Given exercise
Print, without any change, the lines of the records below starting at the line containing "Guideline reminder: Do" and ending at the line containing "[0,119,439,599]", and nothing else.

Data excerpts
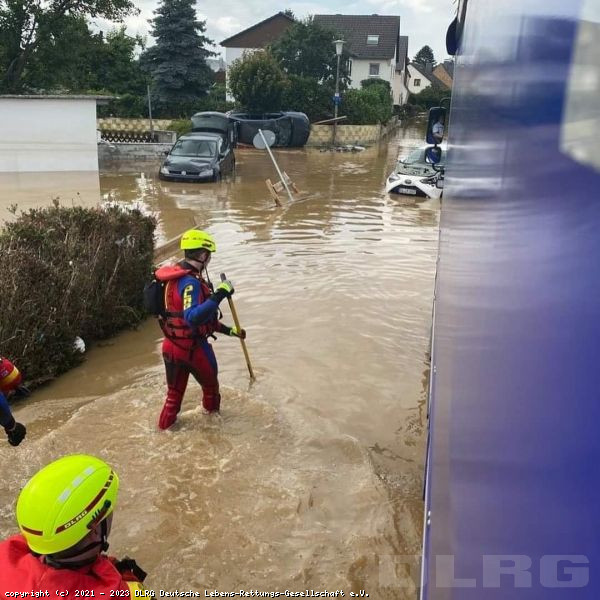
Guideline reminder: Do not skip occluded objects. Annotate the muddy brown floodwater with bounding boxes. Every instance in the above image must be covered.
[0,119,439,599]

* * *

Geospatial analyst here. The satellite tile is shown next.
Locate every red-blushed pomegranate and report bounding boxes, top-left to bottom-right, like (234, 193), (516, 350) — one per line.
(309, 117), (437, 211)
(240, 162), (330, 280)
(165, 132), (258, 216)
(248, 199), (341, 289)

--

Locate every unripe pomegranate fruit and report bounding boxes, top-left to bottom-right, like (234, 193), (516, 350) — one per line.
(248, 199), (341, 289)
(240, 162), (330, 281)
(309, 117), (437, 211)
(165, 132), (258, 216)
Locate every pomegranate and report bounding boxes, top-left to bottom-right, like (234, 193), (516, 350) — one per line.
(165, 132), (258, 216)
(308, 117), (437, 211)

Complete output
Guideline reminder: Do not skip occluded objects. Annotate the muddy brown floodwater with bounding boxes. Every instance in the above image must be covered.
[0,119,439,599]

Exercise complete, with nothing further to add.